SOURCE PASSAGE >>
+ + + + +

These conclusions jibed with a growing body of international evidence that general deterrence, which rests on a rational actor model of behaviour, showed serious limitations for crime control – compared to certainty of apprehension – and that specific deterrence, targeted at already convicted offenders, also revealed little evidence of reliable effect.6 In short, though not without controversy, the foundational rationale of the criminal justice system – deterrence through the threat of punishment – lacked robust and repeatable validation in a growing body of empirical evidence and lived experience.7

These findings, however, were discordant with the rise of “expressive justice,” the emergence of victims’ rights groups and the politicization of crime as a politically salient wedge issue. The other factor that set the pendulum swinging toward greater punitiveness was the 1974 publication of American criminologist Robert Martinson’s “nothing works” article. He argued that there was little evidence that prisons could perform a rehabilitative role. Though he later amended his findings, the “nothing works” article inflicted serious damage on the legitimacy of the postwar rehabilitative/welfare model of corrections. At roughly the same time, a revived justification for punitiveness was “rendered noble through the inherent virtue of just desert” sentencing philosophy and the enduring prospect that severe punishment might just deter even if cures were impossible. So was born, in the mid- to late 1970s, the “get tough” movement and the ideology of “penal harm” which justified harsh treatment of criminal offenders and the politicization of criminal justice policy.8

In an interesting recent development, however, the United States appears to have reached the limits of mass incarceration through “get tough” policies. Driven largely by a combination of mandatory minimum sentencing practices and an all-out war on drugs – which has really been a war against its black urban underclass – the largest penal jurisdictions of Florida, Michigan, California, Ohio and New York state are either dismantling their mandatory sentencing regimes or closing prisons to balance state budgets.

Tough on crime: The urgency of being seen to be doing something

The Harper government’s crime agenda was laid out in the Conservative campaign document Stand Up for Security in January 2006. The analysis opens with the claim that Canada’s homicide rate is up and that the Liberal record on crime has been weak. Stand Up for Security called for 14 sweeping changes to the criminal code and the Corrections and Custodial Release Act – all premised on the slogan that “serious crime must mean serious time.”

Jane Creba’s death gave Stand Up for Security a face and a narrative: beautiful teenage white girl gunned down in broad daylight on a crowded street by gang-affiliated young black man the day after Christmas.

The late American political scientist and student of symbolic politics Murray Edelman wrote in his 1988 book Constructing the Political Spectacle that in the age of mass media and the 24-hour news cycle, political actors feel an urgency to be seen to be “doing something.” In this regard, the tragic death of Jane Creba on Yonge Street on December 26, 2005, was a gift, arriving as the coda to Toronto’s “Summer of the Gun.” Creba’s death gave Stand Up for Security a face and a narrative: beautiful teenage white girl gunned down in broad daylight on a crowded street by gang-affiliated young black man the day after Christmas. When young black men were shooting each other in the projects, it was sad and unfortunate – but it took on a different quality when it arrived at the corner of Yonge and Dundas.

+ + + + +

Excerpts of location labeling data:
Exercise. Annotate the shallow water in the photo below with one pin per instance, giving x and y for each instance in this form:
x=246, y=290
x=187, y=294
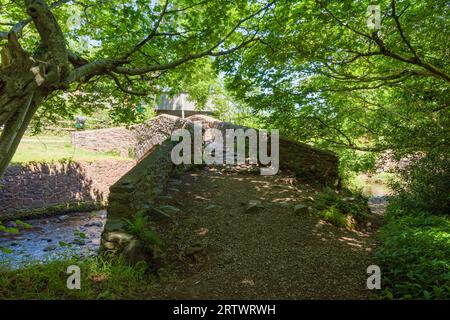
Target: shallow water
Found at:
x=53, y=238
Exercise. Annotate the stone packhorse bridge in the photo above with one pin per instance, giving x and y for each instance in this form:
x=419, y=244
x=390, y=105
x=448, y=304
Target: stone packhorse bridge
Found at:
x=151, y=146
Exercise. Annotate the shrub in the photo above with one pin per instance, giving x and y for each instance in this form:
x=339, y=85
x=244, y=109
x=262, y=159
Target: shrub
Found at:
x=342, y=208
x=414, y=254
x=424, y=184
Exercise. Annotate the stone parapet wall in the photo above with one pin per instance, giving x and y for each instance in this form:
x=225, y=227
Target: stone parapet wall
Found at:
x=120, y=140
x=40, y=186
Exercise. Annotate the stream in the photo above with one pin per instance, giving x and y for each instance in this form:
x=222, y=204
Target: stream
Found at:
x=53, y=238
x=79, y=233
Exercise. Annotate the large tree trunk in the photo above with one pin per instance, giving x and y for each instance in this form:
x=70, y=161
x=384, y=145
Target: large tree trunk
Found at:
x=26, y=79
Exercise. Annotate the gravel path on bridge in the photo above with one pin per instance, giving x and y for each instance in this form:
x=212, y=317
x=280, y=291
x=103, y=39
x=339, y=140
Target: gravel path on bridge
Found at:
x=214, y=249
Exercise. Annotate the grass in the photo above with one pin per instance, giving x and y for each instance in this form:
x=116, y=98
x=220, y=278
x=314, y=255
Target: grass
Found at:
x=414, y=254
x=51, y=148
x=100, y=279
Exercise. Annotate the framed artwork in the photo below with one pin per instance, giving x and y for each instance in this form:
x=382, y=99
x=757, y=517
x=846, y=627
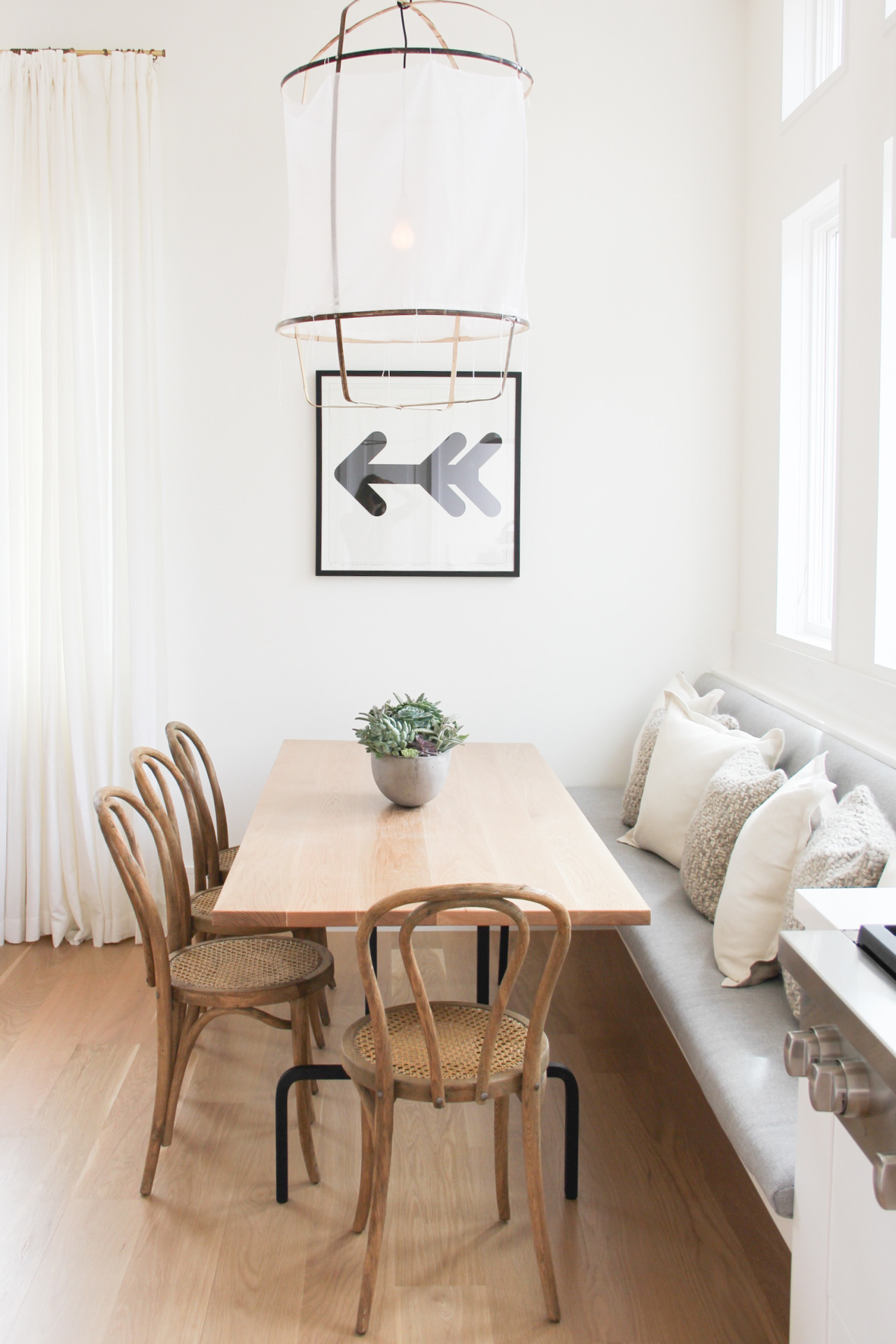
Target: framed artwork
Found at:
x=422, y=489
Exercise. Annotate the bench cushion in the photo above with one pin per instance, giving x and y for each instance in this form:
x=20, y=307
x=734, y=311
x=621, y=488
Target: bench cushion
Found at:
x=732, y=1040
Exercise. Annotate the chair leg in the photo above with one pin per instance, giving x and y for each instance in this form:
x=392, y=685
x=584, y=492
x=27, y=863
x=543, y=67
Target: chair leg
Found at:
x=168, y=1034
x=301, y=1056
x=315, y=1015
x=501, y=1187
x=365, y=1186
x=382, y=1161
x=182, y=1059
x=535, y=1190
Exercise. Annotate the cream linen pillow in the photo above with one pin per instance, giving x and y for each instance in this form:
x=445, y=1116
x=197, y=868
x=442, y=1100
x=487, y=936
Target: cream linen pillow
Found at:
x=850, y=848
x=690, y=750
x=888, y=875
x=645, y=741
x=745, y=936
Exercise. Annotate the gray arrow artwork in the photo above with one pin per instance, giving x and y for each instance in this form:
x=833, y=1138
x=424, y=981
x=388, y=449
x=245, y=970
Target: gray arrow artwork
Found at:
x=441, y=475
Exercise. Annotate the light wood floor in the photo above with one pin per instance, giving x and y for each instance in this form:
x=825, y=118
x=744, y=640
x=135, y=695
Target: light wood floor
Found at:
x=668, y=1242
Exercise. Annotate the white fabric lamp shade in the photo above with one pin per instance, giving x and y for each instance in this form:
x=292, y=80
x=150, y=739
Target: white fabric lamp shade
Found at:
x=407, y=201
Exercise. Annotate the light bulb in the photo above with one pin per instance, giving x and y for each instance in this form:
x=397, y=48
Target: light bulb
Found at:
x=402, y=235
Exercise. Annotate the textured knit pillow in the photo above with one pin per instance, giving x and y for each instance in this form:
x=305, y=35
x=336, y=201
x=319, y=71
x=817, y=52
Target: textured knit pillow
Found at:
x=849, y=850
x=736, y=790
x=641, y=764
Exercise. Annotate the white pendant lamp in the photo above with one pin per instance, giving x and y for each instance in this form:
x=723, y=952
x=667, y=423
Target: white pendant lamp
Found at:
x=407, y=195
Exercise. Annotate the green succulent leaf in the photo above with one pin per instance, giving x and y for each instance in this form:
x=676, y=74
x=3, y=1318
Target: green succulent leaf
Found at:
x=409, y=727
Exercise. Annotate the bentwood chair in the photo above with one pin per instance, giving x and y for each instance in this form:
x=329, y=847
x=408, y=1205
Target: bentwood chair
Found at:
x=149, y=769
x=186, y=745
x=451, y=1053
x=198, y=983
x=220, y=855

+ + + + +

LIST OF TASKS >>
[1] In the passage on crime policy, what reason does Murray Edelman give for political actors feeling an urgency to be seen "doing something"?
[2] Reproduce word for word the portion of the passage on crime policy between "The late American" and "Yonge and Dundas.", inclusive.

FULL ANSWERS >>
[1] Edelman ties this urgency to the age of mass media and the 24-hour news cycle. He made this argument in his 1988 book Constructing the Political Spectacle.

[2]
The late American political scientist and student of symbolic politics Murray Edelman wrote in his 1988 book Constructing the Political Spectacle that in the age of mass media and the 24-hour news cycle, political actors feel an urgency to be seen to be “doing something.” In this regard, the tragic death of Jane Creba on Yonge Street on December 26, 2005, was a gift, arriving as the coda to Toronto’s “Summer of the Gun.” Creba’s death gave Stand Up for Security a face and a narrative: beautiful teenage white girl gunned down in broad daylight on a crowded street by gang-affiliated young black man the day after Christmas. When young black men were shooting each other in the projects, it was sad and unfortunate – but it took on a different quality when it arrived at the corner of Yonge and Dundas.